[Written task] Copy the text of the material below word for word, leaving out the pictures.
* * * * *
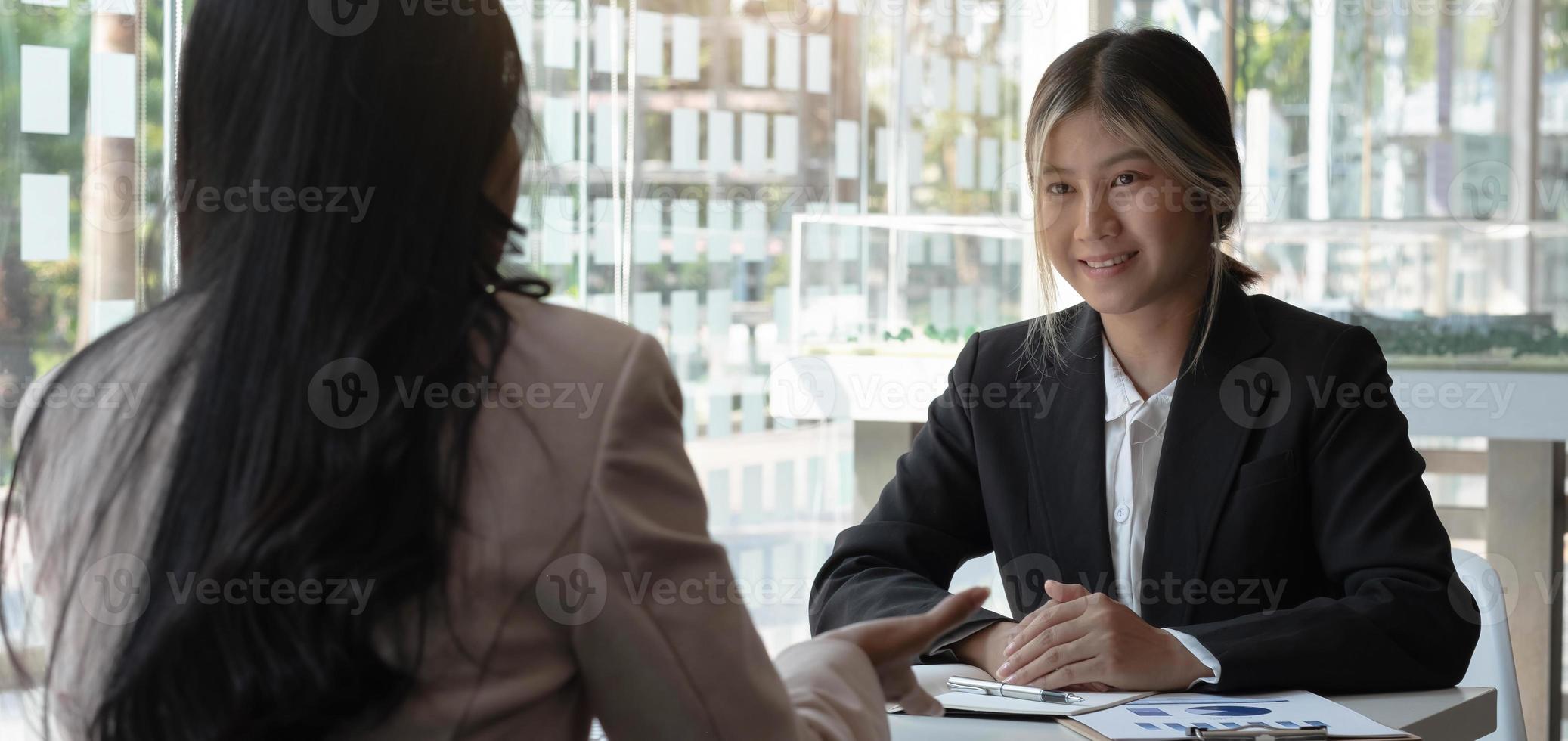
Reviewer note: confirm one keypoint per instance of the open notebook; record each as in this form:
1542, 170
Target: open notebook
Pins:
934, 679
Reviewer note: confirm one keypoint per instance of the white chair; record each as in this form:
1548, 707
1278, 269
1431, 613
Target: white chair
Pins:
1492, 665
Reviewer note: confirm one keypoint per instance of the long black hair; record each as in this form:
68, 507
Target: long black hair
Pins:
410, 113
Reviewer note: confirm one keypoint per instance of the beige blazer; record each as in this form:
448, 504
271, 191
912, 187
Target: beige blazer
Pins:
581, 505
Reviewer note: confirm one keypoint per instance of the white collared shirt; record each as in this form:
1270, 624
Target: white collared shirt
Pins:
* * * * *
[Output for this task]
Reviewer note: confirm one keypoint per instance of the open notebook; record each as in this form:
1542, 170
Target: open notebook
Pins:
934, 679
Reviewer note: confirm one keypoint per instance of the white chair; record each as in this form:
1548, 707
1278, 269
1431, 613
Target: white chair
Pins:
1492, 665
Reviewer note: confirm one keypoint per instance of the long black hair; record each as in this form:
68, 507
Target: long black hair
Pins:
410, 113
Reviewer note: confirm one keypoint per instance of the beige blazer; record each as in this form:
448, 504
271, 191
912, 187
Target: beige blazer
Pins:
581, 505
Reviewer note: confirm one keypoint per instance of the white collared shirt; record each as in this form:
1270, 624
Target: white collared shirt
Pins:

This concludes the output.